* **Required work**
Please put every line of the entries below into a numbered list, skipping blank lines and leaving out the pictures.

(Data listing)
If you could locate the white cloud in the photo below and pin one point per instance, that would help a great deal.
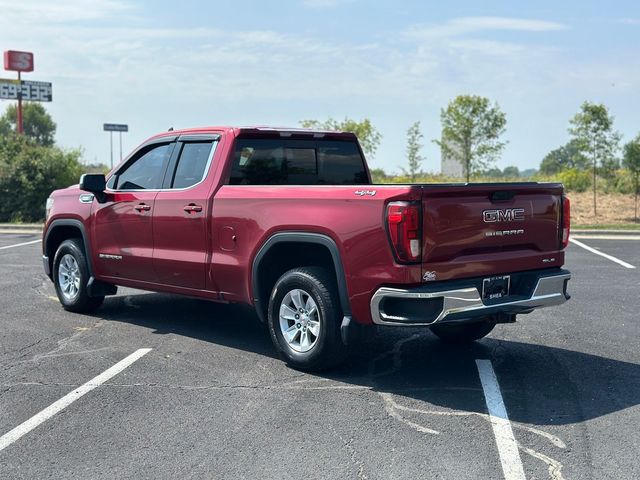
(465, 25)
(62, 11)
(325, 3)
(629, 21)
(154, 76)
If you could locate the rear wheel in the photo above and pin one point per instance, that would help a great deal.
(463, 333)
(304, 319)
(71, 275)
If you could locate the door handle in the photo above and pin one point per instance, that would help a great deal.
(192, 208)
(143, 207)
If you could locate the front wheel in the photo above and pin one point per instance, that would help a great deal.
(304, 319)
(463, 333)
(71, 276)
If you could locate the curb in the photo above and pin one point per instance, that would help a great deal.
(621, 233)
(19, 228)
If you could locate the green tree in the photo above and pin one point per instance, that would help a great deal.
(414, 159)
(29, 173)
(378, 175)
(367, 134)
(592, 130)
(631, 161)
(471, 130)
(511, 171)
(37, 123)
(563, 158)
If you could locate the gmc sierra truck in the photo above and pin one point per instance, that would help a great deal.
(288, 221)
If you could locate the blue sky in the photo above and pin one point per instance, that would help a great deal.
(155, 65)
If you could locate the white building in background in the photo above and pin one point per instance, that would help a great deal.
(450, 166)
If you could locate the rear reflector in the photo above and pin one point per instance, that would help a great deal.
(566, 221)
(403, 224)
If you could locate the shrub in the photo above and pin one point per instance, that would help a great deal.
(29, 173)
(575, 180)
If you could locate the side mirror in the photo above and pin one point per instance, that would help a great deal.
(93, 182)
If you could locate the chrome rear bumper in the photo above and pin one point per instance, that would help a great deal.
(467, 302)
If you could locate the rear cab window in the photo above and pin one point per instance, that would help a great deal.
(262, 161)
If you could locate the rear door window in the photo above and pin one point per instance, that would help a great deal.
(145, 172)
(192, 165)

* **Answer to this task**
1. If you could locate the white cloud in the photo below and pin one point per instance, that would help a great deal.
2. (465, 25)
3. (62, 11)
4. (325, 3)
5. (629, 21)
6. (154, 76)
7. If you could locate the rear wheel in the photo above and pin one point per instance, that would help a great deal.
8. (463, 333)
9. (304, 319)
10. (71, 275)
11. If you could locate the door handle in the photo above and pin one point per instance, that would help a great deal.
12. (192, 208)
13. (143, 207)
14. If you could locate the front wheel in the photo above and pin one point per instance, that would help a great deal.
15. (304, 319)
16. (463, 333)
17. (71, 276)
18. If you could locate the curb in the photo above and pin one point per instance, that would help a great deal.
19. (621, 233)
20. (19, 228)
21. If you could locate the green tree in the photo above and pin one point per instance, that would help a great deal.
22. (414, 159)
23. (29, 173)
24. (378, 175)
25. (367, 134)
26. (592, 130)
27. (631, 161)
28. (471, 130)
29. (511, 171)
30. (37, 123)
31. (563, 158)
32. If you could locate the gmc sierra truck in the photo above and pin one point per instance, that would help a great deal.
33. (288, 221)
34. If you could locate the blue sky in the photo above and pin one point per instance, that would help a great deal.
35. (155, 65)
36. If you could locate the white building in background in the photo above and pin one point per instance, that would help a great deal.
37. (450, 166)
38. If you could locate the rear reflector in the photo above and pin one point per instance, that would help a great deal.
39. (566, 221)
40. (403, 224)
41. If you could locate the shrub in the photo above and pin one point per instance, that would help a great deal.
42. (29, 173)
43. (575, 180)
44. If you could locate the side mirror in the photo above and pin one point per instance, that would help a great deal.
45. (93, 182)
46. If you could locate the chrome rear bumper in the photo above and pin one point per instance, that would help a great deal.
47. (467, 302)
48. If you could locate the rear cab window in the photo above and pin one point per instance, that would help a great deal.
49. (262, 161)
50. If you could locate the rear door window in the photo above and pin one point per instance, that would help a great deal.
51. (145, 172)
52. (192, 165)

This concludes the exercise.